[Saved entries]
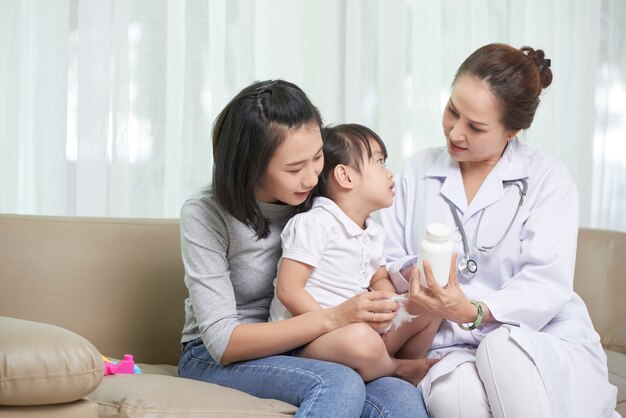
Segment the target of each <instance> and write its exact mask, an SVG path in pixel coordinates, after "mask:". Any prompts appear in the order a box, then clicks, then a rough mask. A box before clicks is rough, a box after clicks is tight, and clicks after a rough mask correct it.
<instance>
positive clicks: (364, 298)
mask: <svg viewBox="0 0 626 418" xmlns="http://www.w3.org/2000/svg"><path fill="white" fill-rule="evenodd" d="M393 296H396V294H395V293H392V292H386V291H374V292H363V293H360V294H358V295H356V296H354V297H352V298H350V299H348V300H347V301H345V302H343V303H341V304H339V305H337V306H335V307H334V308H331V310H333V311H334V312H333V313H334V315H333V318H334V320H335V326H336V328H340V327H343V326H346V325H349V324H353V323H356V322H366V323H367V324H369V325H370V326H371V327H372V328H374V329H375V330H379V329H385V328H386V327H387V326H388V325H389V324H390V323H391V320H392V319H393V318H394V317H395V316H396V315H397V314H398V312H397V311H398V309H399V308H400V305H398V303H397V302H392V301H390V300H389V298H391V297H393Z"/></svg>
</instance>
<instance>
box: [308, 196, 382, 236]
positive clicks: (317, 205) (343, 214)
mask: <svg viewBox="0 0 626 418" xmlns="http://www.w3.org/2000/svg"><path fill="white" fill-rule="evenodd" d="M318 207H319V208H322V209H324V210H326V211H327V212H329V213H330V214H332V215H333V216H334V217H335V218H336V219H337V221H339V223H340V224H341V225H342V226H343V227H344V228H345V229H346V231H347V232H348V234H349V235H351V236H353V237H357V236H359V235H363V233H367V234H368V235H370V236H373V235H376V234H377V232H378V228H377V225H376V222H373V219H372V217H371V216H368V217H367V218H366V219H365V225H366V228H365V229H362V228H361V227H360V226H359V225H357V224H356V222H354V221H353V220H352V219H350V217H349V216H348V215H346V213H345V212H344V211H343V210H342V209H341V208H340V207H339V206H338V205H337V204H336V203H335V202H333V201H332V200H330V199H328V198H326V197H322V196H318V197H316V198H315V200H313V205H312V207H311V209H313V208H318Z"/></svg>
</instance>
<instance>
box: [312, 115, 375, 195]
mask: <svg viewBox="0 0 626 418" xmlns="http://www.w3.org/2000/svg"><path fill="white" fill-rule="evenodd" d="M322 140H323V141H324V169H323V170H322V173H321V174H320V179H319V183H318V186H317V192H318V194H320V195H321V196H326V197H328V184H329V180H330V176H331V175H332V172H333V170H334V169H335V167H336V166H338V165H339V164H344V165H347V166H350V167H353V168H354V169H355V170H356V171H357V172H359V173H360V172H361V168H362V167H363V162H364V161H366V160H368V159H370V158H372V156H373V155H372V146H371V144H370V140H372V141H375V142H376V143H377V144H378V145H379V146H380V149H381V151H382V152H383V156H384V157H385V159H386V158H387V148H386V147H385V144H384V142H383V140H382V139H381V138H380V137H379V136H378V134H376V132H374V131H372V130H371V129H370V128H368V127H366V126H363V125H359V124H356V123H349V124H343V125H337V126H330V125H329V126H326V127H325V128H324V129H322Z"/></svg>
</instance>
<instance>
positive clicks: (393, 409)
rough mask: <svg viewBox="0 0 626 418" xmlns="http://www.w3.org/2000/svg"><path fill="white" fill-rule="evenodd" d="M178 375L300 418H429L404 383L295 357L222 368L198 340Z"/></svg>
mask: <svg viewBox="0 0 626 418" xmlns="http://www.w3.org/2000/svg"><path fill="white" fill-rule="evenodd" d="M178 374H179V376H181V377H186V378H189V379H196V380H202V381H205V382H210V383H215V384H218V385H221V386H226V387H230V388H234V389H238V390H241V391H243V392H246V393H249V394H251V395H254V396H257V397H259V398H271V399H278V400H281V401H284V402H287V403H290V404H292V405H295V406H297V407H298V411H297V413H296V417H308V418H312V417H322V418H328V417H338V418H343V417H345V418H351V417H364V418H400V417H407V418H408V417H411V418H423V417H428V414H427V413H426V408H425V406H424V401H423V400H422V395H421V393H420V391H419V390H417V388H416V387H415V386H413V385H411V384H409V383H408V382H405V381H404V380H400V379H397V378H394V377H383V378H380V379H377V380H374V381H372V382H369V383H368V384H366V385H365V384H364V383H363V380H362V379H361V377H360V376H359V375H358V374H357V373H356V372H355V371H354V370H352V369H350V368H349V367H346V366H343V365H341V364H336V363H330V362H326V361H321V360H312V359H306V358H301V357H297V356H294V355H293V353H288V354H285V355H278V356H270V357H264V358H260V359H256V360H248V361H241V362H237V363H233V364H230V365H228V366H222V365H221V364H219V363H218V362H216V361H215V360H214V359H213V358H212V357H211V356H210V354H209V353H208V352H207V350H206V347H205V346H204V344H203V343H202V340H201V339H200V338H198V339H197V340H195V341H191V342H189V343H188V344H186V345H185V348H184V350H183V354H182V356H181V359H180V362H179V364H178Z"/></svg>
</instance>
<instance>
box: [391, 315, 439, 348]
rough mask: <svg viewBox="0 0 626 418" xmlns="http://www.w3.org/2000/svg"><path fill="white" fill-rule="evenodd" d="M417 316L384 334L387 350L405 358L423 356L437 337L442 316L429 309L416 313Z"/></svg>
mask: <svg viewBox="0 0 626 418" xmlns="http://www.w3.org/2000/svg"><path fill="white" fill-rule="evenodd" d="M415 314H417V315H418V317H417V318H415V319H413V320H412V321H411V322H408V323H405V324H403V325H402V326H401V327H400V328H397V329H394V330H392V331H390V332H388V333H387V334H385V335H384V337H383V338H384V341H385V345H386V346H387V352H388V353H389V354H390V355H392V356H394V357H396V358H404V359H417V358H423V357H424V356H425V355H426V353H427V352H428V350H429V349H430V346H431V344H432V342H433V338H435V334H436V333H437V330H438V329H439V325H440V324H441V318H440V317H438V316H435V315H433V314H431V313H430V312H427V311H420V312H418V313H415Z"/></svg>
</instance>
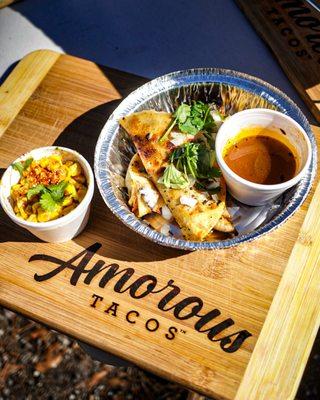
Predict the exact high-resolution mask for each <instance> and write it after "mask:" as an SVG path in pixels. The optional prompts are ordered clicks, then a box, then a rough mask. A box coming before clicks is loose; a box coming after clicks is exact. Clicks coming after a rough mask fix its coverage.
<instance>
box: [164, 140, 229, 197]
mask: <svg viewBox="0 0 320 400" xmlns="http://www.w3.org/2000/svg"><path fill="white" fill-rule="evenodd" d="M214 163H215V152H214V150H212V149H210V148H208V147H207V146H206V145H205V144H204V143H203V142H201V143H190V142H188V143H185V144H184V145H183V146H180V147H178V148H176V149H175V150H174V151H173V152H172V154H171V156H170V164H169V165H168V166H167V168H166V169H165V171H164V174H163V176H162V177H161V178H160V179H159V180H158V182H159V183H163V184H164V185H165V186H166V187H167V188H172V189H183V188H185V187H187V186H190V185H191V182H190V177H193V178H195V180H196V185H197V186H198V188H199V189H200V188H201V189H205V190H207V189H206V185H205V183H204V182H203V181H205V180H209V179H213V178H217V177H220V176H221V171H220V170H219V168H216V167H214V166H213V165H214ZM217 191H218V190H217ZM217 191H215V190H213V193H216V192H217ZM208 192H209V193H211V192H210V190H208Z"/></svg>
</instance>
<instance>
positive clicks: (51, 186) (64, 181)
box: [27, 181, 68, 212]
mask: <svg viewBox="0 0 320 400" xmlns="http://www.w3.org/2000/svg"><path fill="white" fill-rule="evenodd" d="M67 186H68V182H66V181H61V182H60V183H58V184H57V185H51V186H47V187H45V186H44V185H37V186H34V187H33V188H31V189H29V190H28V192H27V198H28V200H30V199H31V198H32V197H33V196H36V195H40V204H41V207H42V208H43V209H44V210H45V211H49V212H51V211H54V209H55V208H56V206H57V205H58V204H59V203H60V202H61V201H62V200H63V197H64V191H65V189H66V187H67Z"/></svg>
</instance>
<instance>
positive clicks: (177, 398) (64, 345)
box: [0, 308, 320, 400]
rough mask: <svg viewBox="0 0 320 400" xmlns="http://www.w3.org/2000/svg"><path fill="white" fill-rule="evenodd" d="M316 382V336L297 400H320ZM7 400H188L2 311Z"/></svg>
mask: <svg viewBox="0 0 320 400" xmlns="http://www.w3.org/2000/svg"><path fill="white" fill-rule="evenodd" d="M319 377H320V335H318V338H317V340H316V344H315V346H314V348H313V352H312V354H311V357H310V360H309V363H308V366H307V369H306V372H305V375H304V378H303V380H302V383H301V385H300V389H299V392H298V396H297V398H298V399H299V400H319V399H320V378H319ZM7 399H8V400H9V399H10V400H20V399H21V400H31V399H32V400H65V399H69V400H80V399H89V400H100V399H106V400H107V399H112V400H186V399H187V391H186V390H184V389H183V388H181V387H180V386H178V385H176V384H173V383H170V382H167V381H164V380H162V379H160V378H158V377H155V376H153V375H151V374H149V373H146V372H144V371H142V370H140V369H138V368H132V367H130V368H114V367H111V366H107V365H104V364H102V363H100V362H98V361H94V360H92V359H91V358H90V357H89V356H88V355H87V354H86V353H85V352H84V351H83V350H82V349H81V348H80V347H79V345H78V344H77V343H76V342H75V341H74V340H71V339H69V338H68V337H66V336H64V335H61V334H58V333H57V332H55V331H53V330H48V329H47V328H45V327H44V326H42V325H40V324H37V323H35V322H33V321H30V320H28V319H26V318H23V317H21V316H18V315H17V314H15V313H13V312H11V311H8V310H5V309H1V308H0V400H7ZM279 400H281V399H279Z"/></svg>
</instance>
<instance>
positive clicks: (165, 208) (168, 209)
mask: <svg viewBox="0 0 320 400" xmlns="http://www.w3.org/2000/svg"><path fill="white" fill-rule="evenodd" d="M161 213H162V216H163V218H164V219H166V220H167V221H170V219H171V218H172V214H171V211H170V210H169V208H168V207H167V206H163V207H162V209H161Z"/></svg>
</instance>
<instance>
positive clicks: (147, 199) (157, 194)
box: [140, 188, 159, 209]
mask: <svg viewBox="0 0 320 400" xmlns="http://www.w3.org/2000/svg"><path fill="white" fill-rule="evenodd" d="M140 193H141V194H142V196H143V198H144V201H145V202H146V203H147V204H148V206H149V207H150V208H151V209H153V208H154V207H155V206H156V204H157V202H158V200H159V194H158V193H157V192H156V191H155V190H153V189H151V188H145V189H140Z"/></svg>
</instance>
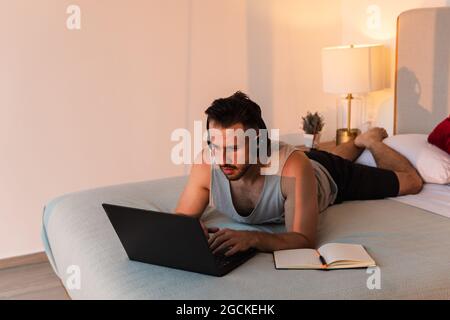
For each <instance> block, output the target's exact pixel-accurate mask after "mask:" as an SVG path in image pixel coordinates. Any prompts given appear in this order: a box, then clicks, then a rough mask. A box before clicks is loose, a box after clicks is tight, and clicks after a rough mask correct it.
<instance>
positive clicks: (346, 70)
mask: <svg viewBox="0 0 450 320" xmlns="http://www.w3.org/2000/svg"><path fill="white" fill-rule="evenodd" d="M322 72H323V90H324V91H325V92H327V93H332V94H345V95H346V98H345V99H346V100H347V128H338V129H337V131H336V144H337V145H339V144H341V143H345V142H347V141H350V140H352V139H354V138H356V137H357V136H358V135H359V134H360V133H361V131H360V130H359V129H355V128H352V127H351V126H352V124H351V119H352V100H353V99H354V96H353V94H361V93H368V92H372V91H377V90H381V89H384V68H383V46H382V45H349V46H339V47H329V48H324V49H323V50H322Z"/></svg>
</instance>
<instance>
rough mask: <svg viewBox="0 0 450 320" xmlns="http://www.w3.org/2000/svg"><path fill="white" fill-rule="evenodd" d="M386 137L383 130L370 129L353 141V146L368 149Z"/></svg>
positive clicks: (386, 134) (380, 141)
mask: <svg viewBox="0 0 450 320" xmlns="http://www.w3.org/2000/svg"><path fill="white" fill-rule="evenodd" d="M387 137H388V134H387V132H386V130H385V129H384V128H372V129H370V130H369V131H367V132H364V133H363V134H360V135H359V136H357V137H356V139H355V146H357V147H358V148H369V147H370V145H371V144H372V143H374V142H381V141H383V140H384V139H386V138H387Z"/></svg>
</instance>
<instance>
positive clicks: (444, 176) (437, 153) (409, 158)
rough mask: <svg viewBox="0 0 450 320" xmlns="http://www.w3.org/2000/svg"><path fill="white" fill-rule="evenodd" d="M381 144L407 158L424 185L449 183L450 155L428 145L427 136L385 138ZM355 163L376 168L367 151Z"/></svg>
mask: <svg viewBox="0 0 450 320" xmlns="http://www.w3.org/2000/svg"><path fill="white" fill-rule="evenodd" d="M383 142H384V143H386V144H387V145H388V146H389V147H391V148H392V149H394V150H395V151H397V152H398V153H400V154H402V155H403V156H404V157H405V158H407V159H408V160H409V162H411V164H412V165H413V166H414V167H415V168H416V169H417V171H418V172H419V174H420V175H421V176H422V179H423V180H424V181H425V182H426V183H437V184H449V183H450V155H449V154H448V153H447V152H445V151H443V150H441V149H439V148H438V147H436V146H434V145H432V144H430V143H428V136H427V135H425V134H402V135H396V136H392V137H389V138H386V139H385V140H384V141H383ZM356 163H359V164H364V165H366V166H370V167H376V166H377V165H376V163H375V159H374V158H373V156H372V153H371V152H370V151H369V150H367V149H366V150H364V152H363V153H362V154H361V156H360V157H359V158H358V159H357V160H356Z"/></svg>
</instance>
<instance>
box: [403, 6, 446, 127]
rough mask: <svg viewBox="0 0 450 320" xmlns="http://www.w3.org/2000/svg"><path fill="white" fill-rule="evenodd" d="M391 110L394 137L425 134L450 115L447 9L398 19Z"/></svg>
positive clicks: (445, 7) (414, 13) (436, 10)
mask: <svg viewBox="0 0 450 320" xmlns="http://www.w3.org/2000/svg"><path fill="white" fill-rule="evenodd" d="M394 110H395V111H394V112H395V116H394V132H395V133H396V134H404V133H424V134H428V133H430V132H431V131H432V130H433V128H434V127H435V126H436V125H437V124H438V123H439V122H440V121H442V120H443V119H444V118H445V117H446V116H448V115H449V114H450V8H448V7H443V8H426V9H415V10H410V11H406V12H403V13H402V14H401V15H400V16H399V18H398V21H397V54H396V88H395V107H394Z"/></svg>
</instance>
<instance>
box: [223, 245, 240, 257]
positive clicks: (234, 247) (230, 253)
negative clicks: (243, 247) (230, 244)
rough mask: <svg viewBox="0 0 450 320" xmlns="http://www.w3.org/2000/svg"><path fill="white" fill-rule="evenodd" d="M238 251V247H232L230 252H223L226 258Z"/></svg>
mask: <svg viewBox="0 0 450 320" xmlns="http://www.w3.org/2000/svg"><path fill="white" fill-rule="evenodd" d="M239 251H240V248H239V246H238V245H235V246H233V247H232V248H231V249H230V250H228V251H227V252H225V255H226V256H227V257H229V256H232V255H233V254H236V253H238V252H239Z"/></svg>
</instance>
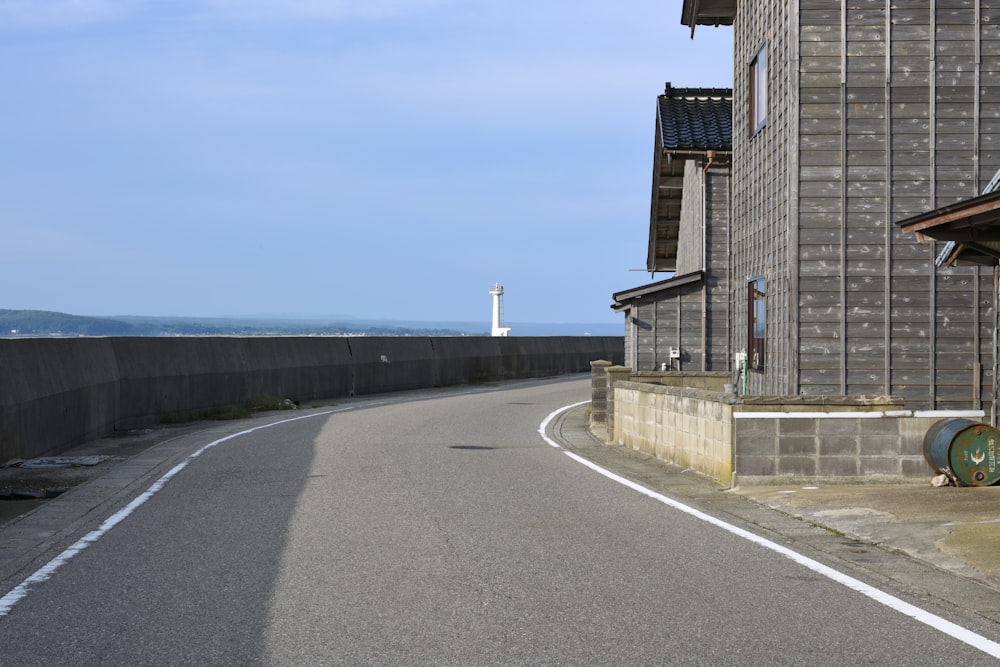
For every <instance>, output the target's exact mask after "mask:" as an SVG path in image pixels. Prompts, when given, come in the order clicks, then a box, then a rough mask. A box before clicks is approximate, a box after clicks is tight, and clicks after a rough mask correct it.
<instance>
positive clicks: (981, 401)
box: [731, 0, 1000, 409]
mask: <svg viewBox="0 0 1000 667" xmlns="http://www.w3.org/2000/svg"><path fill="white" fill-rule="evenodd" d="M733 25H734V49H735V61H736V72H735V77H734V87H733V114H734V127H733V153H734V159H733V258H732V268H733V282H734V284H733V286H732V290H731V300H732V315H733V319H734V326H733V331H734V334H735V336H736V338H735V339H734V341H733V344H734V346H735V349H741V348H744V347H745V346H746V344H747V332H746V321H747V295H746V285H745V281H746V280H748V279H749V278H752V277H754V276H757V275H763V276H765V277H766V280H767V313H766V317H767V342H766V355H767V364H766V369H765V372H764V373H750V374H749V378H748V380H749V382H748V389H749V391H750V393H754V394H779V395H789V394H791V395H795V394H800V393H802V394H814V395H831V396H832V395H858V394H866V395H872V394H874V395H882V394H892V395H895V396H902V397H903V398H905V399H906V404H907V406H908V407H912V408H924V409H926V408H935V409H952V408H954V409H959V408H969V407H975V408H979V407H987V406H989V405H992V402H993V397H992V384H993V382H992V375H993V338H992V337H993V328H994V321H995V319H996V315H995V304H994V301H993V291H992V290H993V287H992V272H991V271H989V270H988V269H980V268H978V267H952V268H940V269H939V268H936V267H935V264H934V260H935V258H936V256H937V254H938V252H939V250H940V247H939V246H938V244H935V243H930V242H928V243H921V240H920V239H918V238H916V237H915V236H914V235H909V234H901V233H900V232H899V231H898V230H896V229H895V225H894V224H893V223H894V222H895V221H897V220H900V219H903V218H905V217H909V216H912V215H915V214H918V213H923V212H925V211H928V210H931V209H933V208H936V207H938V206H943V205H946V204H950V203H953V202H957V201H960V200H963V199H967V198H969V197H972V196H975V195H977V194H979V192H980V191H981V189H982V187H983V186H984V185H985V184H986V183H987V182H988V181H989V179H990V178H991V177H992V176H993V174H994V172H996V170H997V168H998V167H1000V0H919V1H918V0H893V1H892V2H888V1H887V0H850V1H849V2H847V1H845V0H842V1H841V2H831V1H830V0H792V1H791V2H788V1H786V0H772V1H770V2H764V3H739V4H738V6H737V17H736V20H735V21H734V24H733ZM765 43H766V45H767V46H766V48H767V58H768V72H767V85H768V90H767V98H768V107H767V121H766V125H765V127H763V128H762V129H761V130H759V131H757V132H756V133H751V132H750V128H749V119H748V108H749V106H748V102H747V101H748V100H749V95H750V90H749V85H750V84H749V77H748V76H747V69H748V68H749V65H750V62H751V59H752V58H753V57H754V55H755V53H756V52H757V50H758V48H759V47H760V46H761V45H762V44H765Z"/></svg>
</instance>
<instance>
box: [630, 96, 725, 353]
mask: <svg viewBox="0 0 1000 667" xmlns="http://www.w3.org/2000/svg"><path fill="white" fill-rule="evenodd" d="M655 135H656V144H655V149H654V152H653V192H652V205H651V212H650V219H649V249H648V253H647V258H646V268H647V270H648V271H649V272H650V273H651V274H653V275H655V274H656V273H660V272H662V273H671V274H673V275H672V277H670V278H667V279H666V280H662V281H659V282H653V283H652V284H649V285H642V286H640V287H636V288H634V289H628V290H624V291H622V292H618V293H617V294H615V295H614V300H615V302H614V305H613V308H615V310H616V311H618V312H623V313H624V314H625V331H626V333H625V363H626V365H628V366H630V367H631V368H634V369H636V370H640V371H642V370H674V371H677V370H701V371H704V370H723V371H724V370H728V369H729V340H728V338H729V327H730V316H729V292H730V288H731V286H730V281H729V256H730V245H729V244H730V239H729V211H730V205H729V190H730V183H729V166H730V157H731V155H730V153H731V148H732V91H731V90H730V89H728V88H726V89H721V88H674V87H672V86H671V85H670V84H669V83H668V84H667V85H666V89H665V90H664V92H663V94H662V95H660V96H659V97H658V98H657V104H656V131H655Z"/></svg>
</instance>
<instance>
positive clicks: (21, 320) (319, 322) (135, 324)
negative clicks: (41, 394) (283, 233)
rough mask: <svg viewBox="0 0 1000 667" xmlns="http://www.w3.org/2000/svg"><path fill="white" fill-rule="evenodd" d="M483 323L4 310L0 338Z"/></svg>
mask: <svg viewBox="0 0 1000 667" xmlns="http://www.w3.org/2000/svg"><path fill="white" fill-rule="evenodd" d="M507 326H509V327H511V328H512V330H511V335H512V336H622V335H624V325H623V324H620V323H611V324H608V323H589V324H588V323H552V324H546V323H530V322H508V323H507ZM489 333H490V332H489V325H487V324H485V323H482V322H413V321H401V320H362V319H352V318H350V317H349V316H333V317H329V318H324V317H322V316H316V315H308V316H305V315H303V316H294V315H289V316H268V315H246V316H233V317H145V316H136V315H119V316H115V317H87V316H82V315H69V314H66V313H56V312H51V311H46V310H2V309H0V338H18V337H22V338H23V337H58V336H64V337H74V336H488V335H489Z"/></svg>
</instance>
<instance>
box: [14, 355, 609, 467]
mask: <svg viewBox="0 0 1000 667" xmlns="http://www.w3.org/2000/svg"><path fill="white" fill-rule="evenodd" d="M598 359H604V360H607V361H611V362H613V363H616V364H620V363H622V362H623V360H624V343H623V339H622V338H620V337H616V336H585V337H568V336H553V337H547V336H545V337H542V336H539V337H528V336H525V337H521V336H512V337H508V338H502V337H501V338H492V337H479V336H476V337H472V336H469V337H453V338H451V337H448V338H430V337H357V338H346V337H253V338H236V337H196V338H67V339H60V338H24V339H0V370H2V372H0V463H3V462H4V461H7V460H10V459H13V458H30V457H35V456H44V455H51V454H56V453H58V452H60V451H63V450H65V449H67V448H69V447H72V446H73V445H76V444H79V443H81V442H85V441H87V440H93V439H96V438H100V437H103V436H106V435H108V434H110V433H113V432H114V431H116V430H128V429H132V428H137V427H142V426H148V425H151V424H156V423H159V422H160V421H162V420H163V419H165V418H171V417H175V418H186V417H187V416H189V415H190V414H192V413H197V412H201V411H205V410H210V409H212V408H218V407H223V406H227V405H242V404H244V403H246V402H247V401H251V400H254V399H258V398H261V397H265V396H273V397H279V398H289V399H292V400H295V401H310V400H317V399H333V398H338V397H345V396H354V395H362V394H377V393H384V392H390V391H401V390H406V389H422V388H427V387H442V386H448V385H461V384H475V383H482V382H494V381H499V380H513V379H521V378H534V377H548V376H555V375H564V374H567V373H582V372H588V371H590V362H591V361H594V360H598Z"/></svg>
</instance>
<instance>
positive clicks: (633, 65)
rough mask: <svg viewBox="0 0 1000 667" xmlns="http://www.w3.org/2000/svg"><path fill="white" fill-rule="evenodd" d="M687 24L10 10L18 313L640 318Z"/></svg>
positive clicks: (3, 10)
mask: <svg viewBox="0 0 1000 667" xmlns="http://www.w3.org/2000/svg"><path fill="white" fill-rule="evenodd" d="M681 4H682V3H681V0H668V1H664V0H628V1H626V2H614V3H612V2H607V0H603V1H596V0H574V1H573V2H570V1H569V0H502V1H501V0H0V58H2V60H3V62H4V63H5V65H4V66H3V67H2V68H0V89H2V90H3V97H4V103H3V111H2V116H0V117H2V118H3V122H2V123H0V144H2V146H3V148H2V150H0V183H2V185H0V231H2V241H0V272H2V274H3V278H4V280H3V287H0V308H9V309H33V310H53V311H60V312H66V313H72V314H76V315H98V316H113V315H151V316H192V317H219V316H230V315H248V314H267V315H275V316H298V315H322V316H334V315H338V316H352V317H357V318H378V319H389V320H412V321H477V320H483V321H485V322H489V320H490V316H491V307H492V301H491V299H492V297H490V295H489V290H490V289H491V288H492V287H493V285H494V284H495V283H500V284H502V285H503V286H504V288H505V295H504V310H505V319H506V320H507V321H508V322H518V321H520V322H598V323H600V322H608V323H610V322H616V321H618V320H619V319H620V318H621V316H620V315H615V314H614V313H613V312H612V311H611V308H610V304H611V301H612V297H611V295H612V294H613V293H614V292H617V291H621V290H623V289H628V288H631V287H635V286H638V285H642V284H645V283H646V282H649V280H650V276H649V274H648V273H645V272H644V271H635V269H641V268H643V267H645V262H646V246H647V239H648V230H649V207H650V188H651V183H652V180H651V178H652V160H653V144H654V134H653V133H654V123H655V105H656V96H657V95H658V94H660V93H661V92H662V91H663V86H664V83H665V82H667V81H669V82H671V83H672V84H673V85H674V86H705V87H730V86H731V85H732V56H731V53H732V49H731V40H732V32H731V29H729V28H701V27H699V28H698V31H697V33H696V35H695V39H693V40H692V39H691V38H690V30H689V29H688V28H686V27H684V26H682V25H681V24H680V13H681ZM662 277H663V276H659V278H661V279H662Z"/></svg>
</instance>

* [TASK PROMPT] Turn the rows from the start through the line containing "positive clicks: (364, 298)" into a Markdown table with the columns Row and Line, numbering each line and skipping blank lines. Leave the pictures out.

* [SOLUTION TO THIS TASK]
| Row | Line |
|---|---|
| 1 | Segment the target of each <instance> and write its exact mask, an SVG path in pixel coordinates, after "mask:". Any prompts appear in the order a box, then clicks, then a rough mask. A box before clicks is rough, a box after clicks is tight, and clicks after a rough mask correct it. |
| 2 | <instance> |
| 3 | positive clicks: (364, 298) |